(THE EXERCISE): Extract all of the data and reproduce it precisely.

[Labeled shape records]
________________________________________

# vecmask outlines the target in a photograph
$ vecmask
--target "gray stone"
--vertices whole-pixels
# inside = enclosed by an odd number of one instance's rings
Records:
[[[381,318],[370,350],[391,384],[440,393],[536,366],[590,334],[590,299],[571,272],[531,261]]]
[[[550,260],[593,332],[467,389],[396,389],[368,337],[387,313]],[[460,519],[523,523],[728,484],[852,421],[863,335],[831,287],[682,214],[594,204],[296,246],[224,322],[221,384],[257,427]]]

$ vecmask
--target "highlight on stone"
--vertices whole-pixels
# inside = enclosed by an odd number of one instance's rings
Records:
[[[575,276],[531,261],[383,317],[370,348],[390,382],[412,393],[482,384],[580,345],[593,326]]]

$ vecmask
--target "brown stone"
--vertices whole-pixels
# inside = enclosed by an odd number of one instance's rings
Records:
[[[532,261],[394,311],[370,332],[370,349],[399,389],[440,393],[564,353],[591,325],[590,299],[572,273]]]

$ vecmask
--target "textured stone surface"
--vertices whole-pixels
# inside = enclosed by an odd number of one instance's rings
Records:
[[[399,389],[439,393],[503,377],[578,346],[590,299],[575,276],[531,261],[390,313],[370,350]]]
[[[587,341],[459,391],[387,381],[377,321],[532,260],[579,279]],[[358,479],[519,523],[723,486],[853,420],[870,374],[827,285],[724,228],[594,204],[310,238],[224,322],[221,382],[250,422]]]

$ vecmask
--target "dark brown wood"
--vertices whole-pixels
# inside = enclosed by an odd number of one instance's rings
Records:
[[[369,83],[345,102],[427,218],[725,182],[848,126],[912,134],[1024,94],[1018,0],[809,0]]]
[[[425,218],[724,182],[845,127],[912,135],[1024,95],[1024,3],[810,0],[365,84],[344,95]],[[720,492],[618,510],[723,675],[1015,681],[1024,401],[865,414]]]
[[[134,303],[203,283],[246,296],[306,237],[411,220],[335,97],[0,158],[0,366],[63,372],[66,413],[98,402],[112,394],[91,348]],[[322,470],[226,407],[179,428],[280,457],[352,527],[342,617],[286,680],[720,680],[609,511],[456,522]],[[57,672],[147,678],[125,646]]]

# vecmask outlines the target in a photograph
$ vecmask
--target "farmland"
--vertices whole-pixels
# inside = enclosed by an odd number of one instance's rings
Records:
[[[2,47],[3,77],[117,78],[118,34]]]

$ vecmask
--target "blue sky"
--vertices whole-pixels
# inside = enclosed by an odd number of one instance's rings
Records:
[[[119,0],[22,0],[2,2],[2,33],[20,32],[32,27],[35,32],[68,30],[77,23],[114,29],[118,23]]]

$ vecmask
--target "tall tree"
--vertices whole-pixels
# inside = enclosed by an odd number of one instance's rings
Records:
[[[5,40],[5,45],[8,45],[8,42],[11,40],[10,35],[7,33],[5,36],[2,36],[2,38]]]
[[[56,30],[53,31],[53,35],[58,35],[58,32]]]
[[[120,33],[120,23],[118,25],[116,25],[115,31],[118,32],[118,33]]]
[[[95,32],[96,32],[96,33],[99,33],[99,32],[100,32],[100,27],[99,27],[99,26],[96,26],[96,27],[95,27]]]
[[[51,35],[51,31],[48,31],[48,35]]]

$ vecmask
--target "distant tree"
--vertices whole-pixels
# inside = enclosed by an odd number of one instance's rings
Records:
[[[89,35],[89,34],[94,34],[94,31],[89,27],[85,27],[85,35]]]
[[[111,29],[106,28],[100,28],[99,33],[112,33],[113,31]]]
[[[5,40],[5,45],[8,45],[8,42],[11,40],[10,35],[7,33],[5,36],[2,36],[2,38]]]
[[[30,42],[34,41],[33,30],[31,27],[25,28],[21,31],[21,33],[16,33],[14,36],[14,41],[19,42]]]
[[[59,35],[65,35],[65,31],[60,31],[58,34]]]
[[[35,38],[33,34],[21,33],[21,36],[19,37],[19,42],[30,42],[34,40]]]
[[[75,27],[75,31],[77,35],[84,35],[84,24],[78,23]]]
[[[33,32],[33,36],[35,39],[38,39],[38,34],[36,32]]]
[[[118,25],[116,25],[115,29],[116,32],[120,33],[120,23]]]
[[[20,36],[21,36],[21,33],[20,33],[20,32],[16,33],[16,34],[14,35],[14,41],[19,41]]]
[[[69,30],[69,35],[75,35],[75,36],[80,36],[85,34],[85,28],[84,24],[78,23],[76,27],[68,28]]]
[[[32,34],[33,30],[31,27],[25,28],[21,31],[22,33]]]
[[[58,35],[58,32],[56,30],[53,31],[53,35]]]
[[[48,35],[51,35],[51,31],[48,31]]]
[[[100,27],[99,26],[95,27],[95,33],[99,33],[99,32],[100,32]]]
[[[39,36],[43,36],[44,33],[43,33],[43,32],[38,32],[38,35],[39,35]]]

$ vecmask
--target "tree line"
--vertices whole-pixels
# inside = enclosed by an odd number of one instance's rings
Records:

________________________________________

(RESULT OF THIS TASK):
# vecmask outlines the target in a photograph
$ vecmask
--target "gray stone"
--vertices whole-pixels
# inside = enclosed by an odd number of one instance's rings
Records:
[[[381,318],[370,350],[391,384],[440,393],[536,366],[590,334],[590,299],[571,272],[531,261]]]
[[[550,260],[593,332],[467,389],[396,389],[368,337],[387,313]],[[460,519],[523,523],[728,484],[852,421],[863,335],[831,287],[682,214],[594,204],[296,246],[224,322],[221,384],[257,427]]]

$ vecmask
--target "highlight on stone"
--vertices whole-pixels
# inside = enclosed by an odd number of one instance's rings
Records:
[[[575,276],[531,261],[383,317],[370,348],[390,382],[412,393],[482,384],[580,345],[593,326]]]

$ vecmask
--target "brown stone"
--vertices whole-pixels
# inside = enclosed by an odd number of one instance's rings
Records:
[[[532,261],[394,311],[370,332],[370,349],[399,389],[440,393],[564,353],[591,325],[590,299],[572,273]]]

$ vecmask
--target "textured stone surface"
--vertices whole-pixels
# inside = enclosed by an odd number of one instance's rings
Records:
[[[399,389],[439,393],[503,377],[578,346],[590,299],[575,276],[531,261],[390,313],[370,350]]]
[[[587,341],[459,391],[387,381],[377,321],[532,260],[579,279]],[[358,479],[519,523],[723,486],[853,420],[870,374],[827,285],[724,228],[594,204],[310,238],[224,322],[221,382],[250,422]]]

$ vecmask
--target "dark brown wood"
--vertices whole-pixels
# inside = enclosed by an odd number of one instance's rings
Records:
[[[369,83],[345,102],[427,218],[725,182],[848,126],[912,134],[1024,94],[1018,0],[809,0]]]
[[[425,218],[724,182],[845,127],[912,135],[1024,95],[1024,3],[810,0],[365,84],[344,95]],[[720,492],[618,510],[723,675],[1015,681],[1024,401],[865,414]]]
[[[134,303],[203,283],[246,296],[306,237],[411,220],[335,97],[0,158],[0,366],[63,372],[66,413],[98,402],[112,394],[91,348]],[[322,470],[226,407],[179,428],[280,457],[352,527],[342,617],[286,680],[720,680],[609,511],[456,522]],[[57,672],[147,678],[125,646]]]

# vecmask outlines the target in a photograph
$ vecmask
--target "farmland"
--vertices whole-pixels
# inside = enclosed by an odd number of one instance's rings
Records:
[[[2,47],[3,77],[117,78],[118,34]]]

$ vecmask
--target "blue sky"
--vertices whole-pixels
# inside = enclosed by an odd number of one instance's rings
Records:
[[[119,0],[22,0],[2,2],[2,33],[20,32],[32,27],[35,32],[68,30],[77,23],[114,29],[118,23]]]

$ vecmask
--target "tall tree"
--vertices whole-pixels
# inside = enclosed by an odd number of one instance's rings
Records:
[[[5,40],[5,45],[8,45],[8,42],[11,40],[10,35],[7,33],[5,36],[2,36],[2,38]]]
[[[56,30],[53,31],[53,35],[58,35],[58,32]]]
[[[120,33],[120,23],[118,25],[116,25],[115,31],[118,32],[118,33]]]
[[[95,32],[96,32],[96,33],[99,33],[99,32],[100,32],[100,27],[99,27],[99,26],[96,26],[96,27],[95,27]]]
[[[51,35],[51,31],[48,31],[48,35]]]

$ vecmask
--target "distant tree"
--vertices whole-pixels
# inside = enclosed by an odd number of one instance's rings
Records:
[[[89,35],[89,34],[94,34],[94,31],[89,27],[85,27],[85,35]]]
[[[111,29],[106,28],[100,28],[99,33],[112,33],[113,31]]]
[[[5,40],[5,45],[8,45],[8,42],[11,40],[10,35],[7,33],[5,36],[2,36],[2,38]]]
[[[30,42],[34,41],[33,30],[31,27],[25,28],[21,31],[21,33],[16,33],[14,36],[14,41],[19,42]]]
[[[59,35],[65,35],[65,31],[60,31],[58,34]]]
[[[35,38],[33,34],[21,33],[21,36],[19,37],[19,42],[30,42],[34,40]]]
[[[75,27],[75,31],[77,35],[84,35],[84,24],[78,23]]]
[[[33,32],[33,36],[35,39],[38,39],[38,34],[36,32]]]
[[[118,25],[116,25],[115,29],[116,32],[120,33],[120,23]]]
[[[20,36],[21,36],[21,33],[20,33],[20,32],[16,33],[16,34],[14,35],[14,41],[19,41]]]
[[[69,30],[69,35],[75,35],[75,36],[80,36],[85,34],[85,28],[84,24],[78,23],[76,27],[68,28]]]
[[[32,34],[33,30],[31,27],[25,28],[21,31],[22,33]]]
[[[58,35],[58,32],[56,30],[53,31],[53,35]]]
[[[48,35],[51,35],[51,31],[48,31]]]
[[[100,27],[99,26],[95,27],[95,33],[99,33],[99,32],[100,32]]]
[[[39,36],[43,36],[44,33],[43,33],[43,32],[38,32],[38,35],[39,35]]]

$ vecmask
--target "tree line"
--vertices whole-pixels
# inside = enclosed by an odd number of one instance's rings
Records:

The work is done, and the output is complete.